* [What you have to do]:
Transcribe all of the records precisely as they are presented.

* [Data listing]:

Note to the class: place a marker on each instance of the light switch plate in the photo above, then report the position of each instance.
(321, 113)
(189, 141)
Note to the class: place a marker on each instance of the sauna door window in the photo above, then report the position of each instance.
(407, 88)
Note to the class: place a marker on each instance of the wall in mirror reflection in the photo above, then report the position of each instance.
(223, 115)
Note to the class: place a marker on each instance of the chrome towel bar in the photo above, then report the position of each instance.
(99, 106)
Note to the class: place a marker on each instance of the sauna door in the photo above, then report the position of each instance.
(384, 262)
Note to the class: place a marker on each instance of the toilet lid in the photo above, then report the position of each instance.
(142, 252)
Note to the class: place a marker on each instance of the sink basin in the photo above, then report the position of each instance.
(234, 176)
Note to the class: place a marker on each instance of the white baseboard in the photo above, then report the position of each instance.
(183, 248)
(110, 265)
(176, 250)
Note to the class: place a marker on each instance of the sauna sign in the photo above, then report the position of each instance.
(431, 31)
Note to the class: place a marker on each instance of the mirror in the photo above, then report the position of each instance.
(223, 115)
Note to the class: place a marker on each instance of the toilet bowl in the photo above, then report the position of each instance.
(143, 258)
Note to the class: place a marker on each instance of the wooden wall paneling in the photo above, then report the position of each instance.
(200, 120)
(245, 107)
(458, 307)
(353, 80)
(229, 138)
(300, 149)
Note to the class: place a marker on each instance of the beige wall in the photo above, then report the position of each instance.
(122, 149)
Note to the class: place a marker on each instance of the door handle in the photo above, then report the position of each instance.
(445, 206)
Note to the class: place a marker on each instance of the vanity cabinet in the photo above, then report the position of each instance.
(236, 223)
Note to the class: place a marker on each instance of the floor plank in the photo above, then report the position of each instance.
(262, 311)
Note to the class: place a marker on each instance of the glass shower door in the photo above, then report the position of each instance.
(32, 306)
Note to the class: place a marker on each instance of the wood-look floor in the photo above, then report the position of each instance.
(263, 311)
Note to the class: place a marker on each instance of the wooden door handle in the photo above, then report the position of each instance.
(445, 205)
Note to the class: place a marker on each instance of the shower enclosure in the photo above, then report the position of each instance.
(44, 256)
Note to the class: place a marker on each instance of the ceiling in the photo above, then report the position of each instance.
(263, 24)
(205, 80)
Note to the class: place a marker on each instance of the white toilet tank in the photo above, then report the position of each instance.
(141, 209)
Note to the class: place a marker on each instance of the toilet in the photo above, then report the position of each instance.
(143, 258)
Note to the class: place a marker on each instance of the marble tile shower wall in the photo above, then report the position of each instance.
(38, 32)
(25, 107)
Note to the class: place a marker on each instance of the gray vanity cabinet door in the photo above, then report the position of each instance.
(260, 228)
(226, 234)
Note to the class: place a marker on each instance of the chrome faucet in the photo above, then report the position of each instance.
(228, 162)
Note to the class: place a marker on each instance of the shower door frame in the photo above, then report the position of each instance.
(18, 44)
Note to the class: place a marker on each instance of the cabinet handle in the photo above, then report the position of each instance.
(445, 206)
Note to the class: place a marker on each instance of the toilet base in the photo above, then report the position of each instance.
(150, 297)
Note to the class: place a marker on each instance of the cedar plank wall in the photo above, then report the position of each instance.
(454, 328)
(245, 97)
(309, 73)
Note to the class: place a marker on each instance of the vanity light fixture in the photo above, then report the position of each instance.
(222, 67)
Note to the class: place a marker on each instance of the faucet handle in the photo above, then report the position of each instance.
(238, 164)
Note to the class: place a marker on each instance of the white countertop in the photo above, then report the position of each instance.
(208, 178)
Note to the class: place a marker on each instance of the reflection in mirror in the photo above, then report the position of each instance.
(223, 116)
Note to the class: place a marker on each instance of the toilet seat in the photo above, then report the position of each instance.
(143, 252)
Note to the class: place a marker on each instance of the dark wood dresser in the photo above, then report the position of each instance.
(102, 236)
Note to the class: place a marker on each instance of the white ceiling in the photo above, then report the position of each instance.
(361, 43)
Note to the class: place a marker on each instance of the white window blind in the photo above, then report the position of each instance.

* [Solution for this problem]:
Note to the class: place a marker on each instance of the light switch plate in the photo above, then report the position of each instance.
(321, 113)
(189, 141)
Note to the class: place a marker on each instance of the sauna door window in the photo above, then report the position of each instance.
(407, 88)
Note to the class: place a marker on each instance of the wall in mirror reflection in the photo above, then report the position of each instance.
(223, 115)
Note to the class: place a marker on each instance of the chrome towel bar in the photo above, then report the position of each instance.
(99, 106)
Note to the class: place a marker on each instance of the sauna door in the photo above, then report the position of each instance.
(384, 262)
Note to the class: place a marker on each instance of the toilet lid in the photo above, then report the position of each instance.
(142, 252)
Note to the class: place a marker on each instance of the sink basin in the photo above, then report the position of each instance.
(234, 176)
Note to the class: place a marker on each instance of the white baseboard in the photo above, then report the position of each instance.
(183, 248)
(110, 265)
(176, 250)
Note to the class: place a marker on each instance of the sauna sign in the photo above, then report the position of each instance.
(431, 31)
Note to the class: place a marker on each instance of the mirror in the photo above, then report the position of each instance.
(223, 115)
Note to the class: place a marker on each instance of the toilet bowl in the photo above, then report the position of each instance.
(143, 258)
Note to the class: place a marker on each instance of the wooden wall paneling in the photo above, then report the position of each instance.
(200, 120)
(245, 107)
(458, 307)
(353, 80)
(229, 138)
(300, 149)
Note to the class: place a marker on each instance of the beige wall in the photo above, then report the position of each instance.
(122, 149)
Note to the class: place a marker on each instance of the door handle in the photo above, then report the position of each instance.
(445, 206)
Note to the class: place a marker on each instance of the vanity cabinet in the photo above, then report the position of each instance.
(236, 223)
Note to the class: place a marker on each instance of the floor plank in the photo above, then report the position of each instance.
(262, 311)
Note to the class: place a marker on each instance of the glass shower door in the photo above, then report the position of each instance.
(32, 306)
Note to the class: place a marker on each instance of the wood-look floor in the photo above, then report the position of each instance.
(263, 311)
Note to the class: place a marker on each instance of the wooden door handle in the photo above, then report the position of each instance.
(445, 205)
Note to the class: place a marker on each instance of the shower enclosure in the photo above, then report the position of each instance.
(44, 256)
Note to the class: place a marker on each instance of the ceiling in the photo above, then report the position of each instance.
(263, 24)
(205, 80)
Note to the class: place a marker on each instance of the white toilet tank in the photo above, then report the position of each instance.
(141, 209)
Note to the class: place a marker on each instance of the toilet in the photo above, then report the position of each instance.
(143, 258)
Note to the class: place a marker on each instance of the marble tile shower wall in the photo above, then report the position of each instance.
(38, 32)
(25, 107)
Note to the class: place a marker on each instance of the gray vanity cabinet door in the photo above, then report the position of each instance.
(260, 228)
(226, 234)
Note to the class: place a marker on each instance of the chrome faucet in the photo above, then report the position of each instance.
(228, 162)
Note to the class: place a marker on each instance of the shower door frame in the photo above, then report the position of each instance.
(18, 44)
Note to the class: place a marker on each instance of the cabinet handle in the photo above, then report the position of each instance.
(445, 206)
Note to the class: place a marker on each instance of the toilet base in the photo above, then report the position of each instance.
(150, 297)
Note to the class: place a marker on each instance of the cedar plank wall in the photo above, then report the position of each instance.
(454, 328)
(245, 97)
(309, 73)
Note to the class: place a marker on each instance of the vanity light fixture in the photo above, then report the position of each instance.
(222, 67)
Note to the class: place a marker on each instance of the faucet handle in the photo above, then report the position of each instance.
(238, 164)
Note to the class: place a marker on each instance of the white countertop in the photo above, then report the position of each instance.
(208, 178)
Note to the class: place a marker on each instance of the reflection in mirror in the photo above, then report the position of each instance.
(223, 116)
Note to the class: place a marker on each instance of the toilet seat in the photo above, then report the position of each instance.
(143, 252)
Note to the class: place a marker on each instance of the dark wood dresser in the photo above, then report the position of each instance.
(102, 236)
Note to the class: place a marker on each instance of the white ceiling in the photo above, then report the position of each instance.
(361, 43)
Note to the class: place a marker on each instance of the white window blind in the photo above, then report the position of each instance.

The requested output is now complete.